*** Opening Text shown ***

Background Adenosine stress cardiovascular magnetic resonance (CMR) provides effective cardiac prognostication in patients with suspected coronary artery disease. However its use has been limited in high-risk patients and some reservations exist about offering adenosine stress CMR in patients with significant aortic stenosis, asthma, severe left ventricular (LV) systolic dysfunction, significant left main stem (LMS) disease and age >80 years.
Aims To determine the safety, tolerability and feasibility of adenosine stress CMR, in high-risk individuals.
Method Consecutive adenosine stress-CMR examinations (March 2013–March 2014) were included. A comprehensive adenosine stress CMR protocol was used. High-risk if: age >80 years, asthma, significant LMS stenosis and moderate-severe or severe aortic stenosis or severe LV systolic dysfunction (ejection fraction <40%). Fisher exact test for binary variables was used.

*** Closing Text shown ***
*** Opening Records ***

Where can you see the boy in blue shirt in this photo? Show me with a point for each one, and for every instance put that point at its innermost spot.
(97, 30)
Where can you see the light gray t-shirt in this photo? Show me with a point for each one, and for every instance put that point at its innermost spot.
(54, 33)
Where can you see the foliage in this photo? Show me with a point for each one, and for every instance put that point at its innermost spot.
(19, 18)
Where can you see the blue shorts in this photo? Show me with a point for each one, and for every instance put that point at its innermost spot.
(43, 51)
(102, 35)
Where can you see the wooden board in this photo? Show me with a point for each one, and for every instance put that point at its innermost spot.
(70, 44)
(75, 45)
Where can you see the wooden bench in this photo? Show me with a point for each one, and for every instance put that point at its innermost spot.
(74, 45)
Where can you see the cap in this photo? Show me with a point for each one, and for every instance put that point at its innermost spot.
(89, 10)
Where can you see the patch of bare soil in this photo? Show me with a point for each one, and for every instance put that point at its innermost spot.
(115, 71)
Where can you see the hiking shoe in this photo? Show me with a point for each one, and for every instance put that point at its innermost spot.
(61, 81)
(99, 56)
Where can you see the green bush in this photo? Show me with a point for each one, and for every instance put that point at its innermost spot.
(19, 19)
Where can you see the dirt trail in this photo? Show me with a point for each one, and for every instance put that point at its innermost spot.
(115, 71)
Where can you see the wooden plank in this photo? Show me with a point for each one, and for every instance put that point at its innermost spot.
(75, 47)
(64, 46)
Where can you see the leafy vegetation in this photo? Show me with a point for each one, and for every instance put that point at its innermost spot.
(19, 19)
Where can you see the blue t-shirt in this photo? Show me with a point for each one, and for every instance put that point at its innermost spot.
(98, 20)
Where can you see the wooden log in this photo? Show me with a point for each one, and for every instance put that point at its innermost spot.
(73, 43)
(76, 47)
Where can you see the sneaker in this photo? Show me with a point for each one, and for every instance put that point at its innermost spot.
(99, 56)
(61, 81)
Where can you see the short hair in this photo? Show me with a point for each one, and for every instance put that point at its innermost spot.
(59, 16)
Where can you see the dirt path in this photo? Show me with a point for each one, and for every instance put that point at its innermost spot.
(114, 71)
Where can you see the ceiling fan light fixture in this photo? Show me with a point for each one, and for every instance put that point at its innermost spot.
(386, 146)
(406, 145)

*** Closing Records ***

To do: Please carry on the abstract on adenosine stress CMR in high-risk patients, starting after its last sentence.

Answer to the problem:
Results 574 consecutive stress-CMR were included in the analysis (mean age 64 years and 71% males), out of which 128 patients (22%) met the criteria for high-risk. Overall, the complete stress-CMR protocol was successfully performed in 93% of patients: the high-risk group had a drop out rate of 2% compared to a rate of 7% for the non-high risk group (p = 0.08). Adequate stress response (symptomatic and/or cardiovascular) was achieved in 98% of high-risk and 97% of non-high risk (p = 0.55). 70% of high-risk patients received incremental increases in adenosine dose. Overall, no serious adverse events were noted. When compared to non-high risk, the high-risk group more commonly presented with inducible perfusion defects (62% vs 42%, p = 0.0003) and LGE (74% vs 55%, p = 0.0006).
Conclusion Adenosine stress-CMR is a safe, well-tolerated and feasible investigational modality even in high-risk individuals (moderate/severe aortic stenosis, significant LMS stenosis, severe LV systolic dysfunction, asthma/COPD or age >80) with known or suspected ischaemic heart disease. The incidence of myocardial ischemia or LGE is significantly higher in the high-risk group.